[BRIEF]
Among the lines below, a stretch begins at the one with "223, row 220." and ends at the one with "Target: wooden siding". Repeat that stretch exactly, ends included.

[DATA SHOWN]
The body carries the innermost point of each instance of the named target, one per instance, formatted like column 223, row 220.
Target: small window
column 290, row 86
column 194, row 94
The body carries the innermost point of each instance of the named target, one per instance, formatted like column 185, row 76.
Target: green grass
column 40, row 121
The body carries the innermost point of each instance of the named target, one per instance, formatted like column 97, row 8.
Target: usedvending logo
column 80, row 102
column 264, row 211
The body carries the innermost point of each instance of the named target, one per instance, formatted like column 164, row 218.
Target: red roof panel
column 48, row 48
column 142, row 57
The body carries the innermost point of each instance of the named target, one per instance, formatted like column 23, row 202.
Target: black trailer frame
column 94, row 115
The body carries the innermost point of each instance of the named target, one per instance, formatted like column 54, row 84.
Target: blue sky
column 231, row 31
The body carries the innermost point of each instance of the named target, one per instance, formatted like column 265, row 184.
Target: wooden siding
* * *
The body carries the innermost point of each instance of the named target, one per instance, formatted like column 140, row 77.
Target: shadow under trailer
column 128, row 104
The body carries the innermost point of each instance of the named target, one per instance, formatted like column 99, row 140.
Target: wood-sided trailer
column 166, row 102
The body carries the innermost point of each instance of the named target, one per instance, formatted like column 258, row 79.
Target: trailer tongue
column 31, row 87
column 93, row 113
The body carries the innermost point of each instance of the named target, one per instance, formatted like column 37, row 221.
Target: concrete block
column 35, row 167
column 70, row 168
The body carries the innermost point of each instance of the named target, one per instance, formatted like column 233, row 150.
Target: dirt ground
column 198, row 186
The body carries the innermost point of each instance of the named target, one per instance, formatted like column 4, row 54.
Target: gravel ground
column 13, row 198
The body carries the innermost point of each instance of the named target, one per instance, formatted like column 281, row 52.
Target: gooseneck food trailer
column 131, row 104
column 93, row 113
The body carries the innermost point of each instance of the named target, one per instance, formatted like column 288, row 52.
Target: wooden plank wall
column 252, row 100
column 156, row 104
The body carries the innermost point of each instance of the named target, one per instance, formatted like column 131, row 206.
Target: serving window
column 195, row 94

[REPLY TO THE EXERCISE]
The body carries the innermost point of each instance of the named target, one per instance, formatted like column 223, row 220.
Target: small window
column 290, row 86
column 194, row 94
The body carries the innermost point of each instance of the named target, one per instance, formatted like column 185, row 76.
Target: green grass
column 40, row 121
The body carries the innermost point of each instance of the named target, one per instance, formatted like column 97, row 8.
Target: usedvending logo
column 80, row 102
column 264, row 211
The body carries the innermost point of each instance of the named target, one per instance, formatted like column 164, row 218.
Target: red roof panel
column 48, row 48
column 142, row 57
The body carries the innermost point of each instance of the named target, one per instance, formatted like column 23, row 202.
Target: black trailer frame
column 94, row 115
The body carries the innermost point of each instance of the named target, one per instance, formatted like column 54, row 84.
Target: blue sky
column 231, row 31
The body carries the innermost point of each instance of the named target, one per instance, formatted like column 265, row 184.
Target: wooden siding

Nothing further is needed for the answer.